Required action 1:
How would you render this sentence from the passage on counting and arithmetic in Spanish: "Counting provides the foundation for the development of arithmetic skills (Geary 1993:347)."?

START Selected passage

Desoete et al. (2009:253-254) and Stock et al. (2010:251-252) explain that counting knowledge consists of procedural and conceptual aspects. Procedural counting predicts arithmetical problem-solving and involves the ability to perform a counting task effectively to calculate the number of objects in a collection. Conceptual counting is associated with a child’s understanding of why a procedure works or whether a procedure is admissible. In Stock et al. (2010:251) conceptual counting exhibits essential counting principles and aligns itself with the five widely cited counting principles of Gelman and Gallistel (1978):
One-to-one principle: designating one counting word to each object counted Stable-order principle: knowing that the list of number words is always in the
same repeatable order
Cardinality principle: the number word assigned to the final object in a set represents the number of objects in that set
Order-irrelevance principle: the order in which objects in a set are counted is irrelevant as long as every object is counted once and only once
Abstraction principle: all the above principles can be applied to any unique collection or set of objects, e.g. when counting a set of black dots the same principles apply as to when counting a set of red blocks
7.3.4 Arithmetic
By school-going age most children have integrated their number knowledge and counting abilities and can employ number words and symbols (Arabic) to solve formal addition and subtraction problems by using a range of strategies. Typical approaches to calculate answers are counting with or without fingers and using the minus and sum procedures (Geary 2011:254). The former procedure involves starting at the larger-valued addend and then counting the value of the smaller addend, while the latter involves counting both addends starting at one. Children constantly switch between less and more sophisticated strategies depending on the complexity level of the problem. Counting provides the foundation for the development of arithmetic skills (Geary 1993:347). The continued use of counting results in long-term-memory-based representations for direct arithmetic fact retrieval and the reconstruction of the answers based on the retrieval of a partial sum (Desoete et al. 2009:254). The number of times a child uses counting to find a solution to a math problem increases the probability of storing an arithmetic fact in the long-term memory as an association is made between the problem and the answer (Geary 1993:347).

END Selected passage
START Data shown

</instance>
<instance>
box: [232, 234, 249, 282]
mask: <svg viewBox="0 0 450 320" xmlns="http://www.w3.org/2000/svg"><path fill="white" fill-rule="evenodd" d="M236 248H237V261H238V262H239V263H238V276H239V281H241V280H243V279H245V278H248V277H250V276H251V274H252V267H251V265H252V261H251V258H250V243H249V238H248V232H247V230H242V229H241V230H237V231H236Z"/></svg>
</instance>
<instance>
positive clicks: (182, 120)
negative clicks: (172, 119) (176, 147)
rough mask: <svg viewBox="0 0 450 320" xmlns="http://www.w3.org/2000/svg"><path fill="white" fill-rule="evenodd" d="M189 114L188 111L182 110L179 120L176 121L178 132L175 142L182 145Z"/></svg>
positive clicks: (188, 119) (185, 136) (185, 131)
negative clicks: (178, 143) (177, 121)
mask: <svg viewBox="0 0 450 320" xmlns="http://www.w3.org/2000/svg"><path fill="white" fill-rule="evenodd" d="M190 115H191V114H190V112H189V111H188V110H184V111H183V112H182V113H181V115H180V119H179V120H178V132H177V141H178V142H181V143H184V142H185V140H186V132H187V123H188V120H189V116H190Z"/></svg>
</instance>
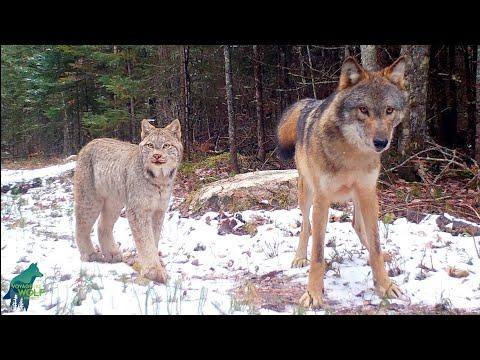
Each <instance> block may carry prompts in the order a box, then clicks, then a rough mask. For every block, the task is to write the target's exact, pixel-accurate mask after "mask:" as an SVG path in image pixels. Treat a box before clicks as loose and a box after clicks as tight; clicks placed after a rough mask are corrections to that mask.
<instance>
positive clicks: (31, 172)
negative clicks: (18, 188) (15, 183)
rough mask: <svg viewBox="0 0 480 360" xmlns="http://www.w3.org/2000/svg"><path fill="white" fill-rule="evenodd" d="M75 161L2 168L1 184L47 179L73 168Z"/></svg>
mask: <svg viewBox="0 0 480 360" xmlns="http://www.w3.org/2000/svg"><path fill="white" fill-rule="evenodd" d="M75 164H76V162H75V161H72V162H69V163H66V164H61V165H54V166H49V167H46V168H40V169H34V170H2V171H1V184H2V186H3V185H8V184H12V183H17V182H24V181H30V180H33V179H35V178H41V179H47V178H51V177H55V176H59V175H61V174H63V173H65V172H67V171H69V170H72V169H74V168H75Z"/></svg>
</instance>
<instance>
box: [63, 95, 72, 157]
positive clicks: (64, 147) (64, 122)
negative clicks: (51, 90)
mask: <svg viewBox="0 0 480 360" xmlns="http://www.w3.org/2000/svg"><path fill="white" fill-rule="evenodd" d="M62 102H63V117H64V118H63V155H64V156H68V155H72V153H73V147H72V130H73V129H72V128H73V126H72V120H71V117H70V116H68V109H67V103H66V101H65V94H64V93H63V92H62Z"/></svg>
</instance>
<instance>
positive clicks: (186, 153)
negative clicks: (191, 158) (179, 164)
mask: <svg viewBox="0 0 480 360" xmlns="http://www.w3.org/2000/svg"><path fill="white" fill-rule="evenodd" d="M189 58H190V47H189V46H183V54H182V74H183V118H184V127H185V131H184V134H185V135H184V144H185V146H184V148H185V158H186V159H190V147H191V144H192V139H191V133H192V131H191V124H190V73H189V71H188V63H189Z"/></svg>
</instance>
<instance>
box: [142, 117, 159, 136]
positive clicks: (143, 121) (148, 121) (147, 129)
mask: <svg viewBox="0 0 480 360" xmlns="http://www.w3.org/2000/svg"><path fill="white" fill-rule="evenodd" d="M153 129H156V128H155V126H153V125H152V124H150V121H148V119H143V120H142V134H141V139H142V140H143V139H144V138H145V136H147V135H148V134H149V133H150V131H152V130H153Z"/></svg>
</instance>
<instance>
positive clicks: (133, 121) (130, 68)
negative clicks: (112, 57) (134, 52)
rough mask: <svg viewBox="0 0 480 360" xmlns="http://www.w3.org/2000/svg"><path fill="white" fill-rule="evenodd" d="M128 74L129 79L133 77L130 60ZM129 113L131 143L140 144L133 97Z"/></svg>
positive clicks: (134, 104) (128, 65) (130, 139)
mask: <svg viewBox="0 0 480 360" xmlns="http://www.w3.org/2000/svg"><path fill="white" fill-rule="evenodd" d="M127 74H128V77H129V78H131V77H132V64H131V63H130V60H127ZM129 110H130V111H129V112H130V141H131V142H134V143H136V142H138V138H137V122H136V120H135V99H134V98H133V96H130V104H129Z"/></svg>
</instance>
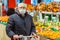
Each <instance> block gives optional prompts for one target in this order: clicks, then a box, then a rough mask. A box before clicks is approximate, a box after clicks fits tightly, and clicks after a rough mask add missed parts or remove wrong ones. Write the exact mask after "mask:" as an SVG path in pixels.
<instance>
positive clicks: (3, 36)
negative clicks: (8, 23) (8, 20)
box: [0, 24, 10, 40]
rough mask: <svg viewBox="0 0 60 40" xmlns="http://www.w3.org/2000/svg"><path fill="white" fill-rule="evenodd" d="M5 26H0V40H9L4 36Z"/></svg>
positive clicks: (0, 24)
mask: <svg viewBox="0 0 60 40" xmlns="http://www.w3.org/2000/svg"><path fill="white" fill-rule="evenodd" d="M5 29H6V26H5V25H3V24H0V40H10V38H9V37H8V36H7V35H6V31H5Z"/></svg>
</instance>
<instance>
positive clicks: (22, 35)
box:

END Data shown

Required action 2:
Give the records as a Markdown table with the columns Row and Line, one row per line, leaving out blank lines. Begin at the first line of the records and stop after the line that has "positive clicks: (188, 119)".

Your response 1:
El conteo proporciona la base para el desarrollo de las habilidades aritméticas (Geary 1993:347).

Your response 2:
| Row | Line |
|---|---|
| 1 | </instance> |
| 2 | <instance> |
| 3 | box: [232, 234, 249, 282] |
| 4 | mask: <svg viewBox="0 0 450 320" xmlns="http://www.w3.org/2000/svg"><path fill="white" fill-rule="evenodd" d="M236 248H237V261H238V262H239V263H238V276H239V281H241V280H243V279H245V278H248V277H250V276H251V274H252V267H251V265H252V261H251V258H250V243H249V238H248V232H247V230H242V229H241V230H237V231H236Z"/></svg> |
| 5 | </instance> |
| 6 | <instance> |
| 7 | positive clicks: (182, 120) |
| 8 | negative clicks: (172, 119) (176, 147) |
| 9 | rough mask: <svg viewBox="0 0 450 320" xmlns="http://www.w3.org/2000/svg"><path fill="white" fill-rule="evenodd" d="M189 114L188 111L182 110L179 120L176 121L178 132L175 142L182 145Z"/></svg> |
| 10 | positive clicks: (188, 119) (185, 136) (185, 131) |